**About this exercise**
Down to the last line, restate the records word for word, but not the pictures.

**Dataset excerpts**
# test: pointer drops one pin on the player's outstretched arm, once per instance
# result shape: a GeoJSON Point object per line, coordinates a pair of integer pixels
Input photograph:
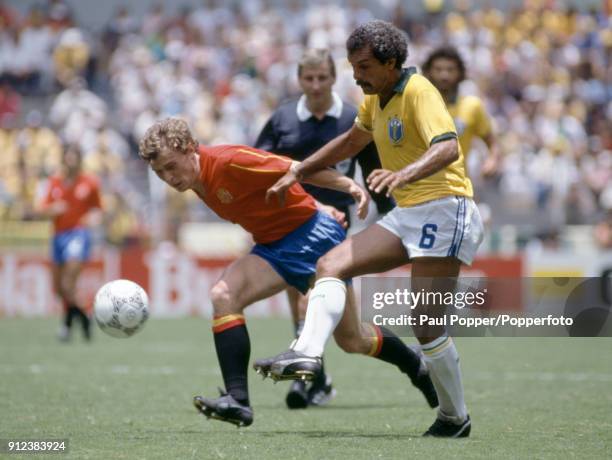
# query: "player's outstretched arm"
{"type": "Point", "coordinates": [344, 146]}
{"type": "Point", "coordinates": [332, 179]}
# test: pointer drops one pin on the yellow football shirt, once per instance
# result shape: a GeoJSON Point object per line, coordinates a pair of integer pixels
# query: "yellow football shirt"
{"type": "Point", "coordinates": [471, 120]}
{"type": "Point", "coordinates": [414, 119]}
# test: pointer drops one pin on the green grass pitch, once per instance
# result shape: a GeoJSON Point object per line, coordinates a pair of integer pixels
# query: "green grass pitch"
{"type": "Point", "coordinates": [130, 399]}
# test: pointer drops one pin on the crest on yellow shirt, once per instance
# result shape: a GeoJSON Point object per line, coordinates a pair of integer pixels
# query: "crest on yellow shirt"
{"type": "Point", "coordinates": [224, 196]}
{"type": "Point", "coordinates": [395, 128]}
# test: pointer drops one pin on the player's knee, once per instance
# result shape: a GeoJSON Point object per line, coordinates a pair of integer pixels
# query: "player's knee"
{"type": "Point", "coordinates": [329, 265]}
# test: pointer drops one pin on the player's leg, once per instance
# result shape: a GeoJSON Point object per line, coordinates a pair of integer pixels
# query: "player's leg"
{"type": "Point", "coordinates": [372, 250]}
{"type": "Point", "coordinates": [375, 249]}
{"type": "Point", "coordinates": [66, 327]}
{"type": "Point", "coordinates": [354, 336]}
{"type": "Point", "coordinates": [70, 272]}
{"type": "Point", "coordinates": [297, 396]}
{"type": "Point", "coordinates": [440, 235]}
{"type": "Point", "coordinates": [439, 275]}
{"type": "Point", "coordinates": [244, 282]}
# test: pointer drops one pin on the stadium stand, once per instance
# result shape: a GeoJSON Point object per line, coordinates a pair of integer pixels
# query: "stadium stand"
{"type": "Point", "coordinates": [545, 72]}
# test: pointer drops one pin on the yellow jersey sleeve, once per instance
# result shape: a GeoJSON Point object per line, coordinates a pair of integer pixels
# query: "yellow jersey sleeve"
{"type": "Point", "coordinates": [433, 121]}
{"type": "Point", "coordinates": [482, 120]}
{"type": "Point", "coordinates": [365, 115]}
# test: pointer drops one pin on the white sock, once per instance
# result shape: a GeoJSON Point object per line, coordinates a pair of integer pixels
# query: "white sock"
{"type": "Point", "coordinates": [443, 363]}
{"type": "Point", "coordinates": [325, 309]}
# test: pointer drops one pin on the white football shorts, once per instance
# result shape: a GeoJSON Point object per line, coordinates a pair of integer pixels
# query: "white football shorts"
{"type": "Point", "coordinates": [446, 227]}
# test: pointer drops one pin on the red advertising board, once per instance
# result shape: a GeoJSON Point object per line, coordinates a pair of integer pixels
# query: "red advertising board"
{"type": "Point", "coordinates": [178, 284]}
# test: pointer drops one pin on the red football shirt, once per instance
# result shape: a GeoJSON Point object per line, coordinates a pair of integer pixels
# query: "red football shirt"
{"type": "Point", "coordinates": [81, 195]}
{"type": "Point", "coordinates": [236, 178]}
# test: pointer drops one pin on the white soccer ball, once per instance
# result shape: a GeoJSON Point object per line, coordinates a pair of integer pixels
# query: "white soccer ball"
{"type": "Point", "coordinates": [121, 308]}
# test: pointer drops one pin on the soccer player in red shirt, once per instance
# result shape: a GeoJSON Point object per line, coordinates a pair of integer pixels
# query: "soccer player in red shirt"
{"type": "Point", "coordinates": [72, 200]}
{"type": "Point", "coordinates": [232, 180]}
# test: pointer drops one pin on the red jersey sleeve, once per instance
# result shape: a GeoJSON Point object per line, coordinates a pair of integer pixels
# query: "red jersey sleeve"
{"type": "Point", "coordinates": [258, 166]}
{"type": "Point", "coordinates": [95, 198]}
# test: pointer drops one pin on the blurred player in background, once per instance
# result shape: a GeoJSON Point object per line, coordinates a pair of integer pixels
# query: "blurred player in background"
{"type": "Point", "coordinates": [446, 70]}
{"type": "Point", "coordinates": [232, 181]}
{"type": "Point", "coordinates": [297, 129]}
{"type": "Point", "coordinates": [72, 200]}
{"type": "Point", "coordinates": [436, 226]}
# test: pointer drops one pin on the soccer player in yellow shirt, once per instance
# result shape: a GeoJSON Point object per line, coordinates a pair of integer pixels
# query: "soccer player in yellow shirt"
{"type": "Point", "coordinates": [446, 70]}
{"type": "Point", "coordinates": [436, 226]}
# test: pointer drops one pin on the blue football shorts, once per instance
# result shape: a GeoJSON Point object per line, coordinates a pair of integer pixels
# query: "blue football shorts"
{"type": "Point", "coordinates": [74, 244]}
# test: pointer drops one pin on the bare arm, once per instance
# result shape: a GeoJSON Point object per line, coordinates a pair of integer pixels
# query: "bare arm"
{"type": "Point", "coordinates": [439, 155]}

**Output for this task**
# test: pointer drops one pin on the player's outstretched arm, once per instance
# result shape: a GeoJSON Point object per line, coordinates a pair of integer pixels
Input photograph:
# query: "player's outstretched arm"
{"type": "Point", "coordinates": [344, 146]}
{"type": "Point", "coordinates": [332, 179]}
# test: pointer drops one pin on the yellow football shirt, once per instance
# result shape: a GeoJSON Point object per line, coordinates a pair of integer pixels
# query: "yellow football shirt"
{"type": "Point", "coordinates": [471, 120]}
{"type": "Point", "coordinates": [414, 119]}
# test: pointer drops one pin on the green grass pitch, once per instance
# result shape: a GeoJSON Point object per line, coordinates a pair of integer pixels
# query: "green grass pitch"
{"type": "Point", "coordinates": [130, 399]}
# test: pointer drops one pin on the crest on yellow shirt, once per instance
# result shape: a GeoJSON Point object per line, coordinates a pair of integer pixels
# query: "crest on yellow shirt"
{"type": "Point", "coordinates": [224, 196]}
{"type": "Point", "coordinates": [395, 128]}
# test: pointer drops one pin on the player's knee, once per instance
# result shape: a GeoJSON Point object per line, coordinates a pair of integer pixels
# query: "player's knee"
{"type": "Point", "coordinates": [329, 265]}
# test: pointer drops one pin on the player's leg, once per instance
# result shape: a GeoJSON Point object per line, coordinates a pair of integer pixels
# query: "player's leg"
{"type": "Point", "coordinates": [372, 250]}
{"type": "Point", "coordinates": [375, 249]}
{"type": "Point", "coordinates": [66, 327]}
{"type": "Point", "coordinates": [354, 336]}
{"type": "Point", "coordinates": [70, 272]}
{"type": "Point", "coordinates": [297, 396]}
{"type": "Point", "coordinates": [440, 235]}
{"type": "Point", "coordinates": [439, 275]}
{"type": "Point", "coordinates": [244, 282]}
# test: pointer drops one pin on the stadium stand, once per instance
# result shape: a GeoJSON Point object per line, coordinates a pair of integer pixels
# query: "stadium stand"
{"type": "Point", "coordinates": [545, 72]}
# test: pointer drops one pin on the yellow jersey sleeve, once per instance
# result shape: a GeoJSON Point object per line, coordinates a pair of integer pixels
# query: "yellow jersey sleeve"
{"type": "Point", "coordinates": [433, 121]}
{"type": "Point", "coordinates": [482, 120]}
{"type": "Point", "coordinates": [365, 115]}
# test: pointer drops one pin on the white sock, once per instance
# result shape: a GeoJSON Point object per line, coordinates a pair of integer pixels
# query: "white sock"
{"type": "Point", "coordinates": [443, 363]}
{"type": "Point", "coordinates": [325, 309]}
# test: pointer drops one pin on the white football shorts, once per instance
# result shape: a GeoJSON Point object per line, coordinates a pair of integer pixels
# query: "white football shorts"
{"type": "Point", "coordinates": [446, 227]}
# test: pointer drops one pin on the red advertising board, once per instance
# result shape: a GeoJSON Point object per line, coordinates a pair of integer pixels
# query: "red advertising board"
{"type": "Point", "coordinates": [178, 284]}
# test: pointer drops one pin on the red football shirt, once per instance
# result shape: a GeoJSON Point object per line, coordinates a pair of integer pixels
# query: "red football shirt"
{"type": "Point", "coordinates": [81, 195]}
{"type": "Point", "coordinates": [236, 178]}
# test: pointer drops one pin on the white soccer ball, once per instance
# result shape: a GeoJSON Point object per line, coordinates a pair of integer pixels
# query: "white soccer ball"
{"type": "Point", "coordinates": [121, 308]}
# test: pointer drops one pin on the soccer player in red shirt, once per instance
# result shape: a GeoJSON Point object per line, coordinates a pair of integer pixels
# query: "soccer player in red shirt"
{"type": "Point", "coordinates": [72, 200]}
{"type": "Point", "coordinates": [232, 180]}
# test: pointer drops one pin on the red jersey sleeve, once per instance
# result shape: a GeoJSON Point object per line, coordinates a pair of integer pixels
# query: "red jersey sleeve"
{"type": "Point", "coordinates": [258, 166]}
{"type": "Point", "coordinates": [95, 198]}
# test: pointer drops one pin on the blurred player in background, once per instance
# result shape: a GeoJSON Point object per line, coordinates a pair of integer pixels
# query: "blurred player in background"
{"type": "Point", "coordinates": [446, 70]}
{"type": "Point", "coordinates": [232, 181]}
{"type": "Point", "coordinates": [297, 129]}
{"type": "Point", "coordinates": [72, 200]}
{"type": "Point", "coordinates": [436, 226]}
# test: pointer drops one pin on the soccer player in yellow shirt, once per instance
# result shape: a GeoJSON Point object per line, coordinates a pair of integer pixels
# query: "soccer player in yellow shirt"
{"type": "Point", "coordinates": [446, 70]}
{"type": "Point", "coordinates": [436, 226]}
# test: pointer drops one pin on the blue football shorts, once per instance
# result shape: a GeoJSON Point object per line, coordinates a pair of integer pixels
# query: "blue football shorts"
{"type": "Point", "coordinates": [74, 244]}
# test: pointer drops one pin on the bare arm, once per instance
# result shape: a GeoJSON Point object per line, coordinates a pair of integer pixels
# query: "bare arm"
{"type": "Point", "coordinates": [439, 155]}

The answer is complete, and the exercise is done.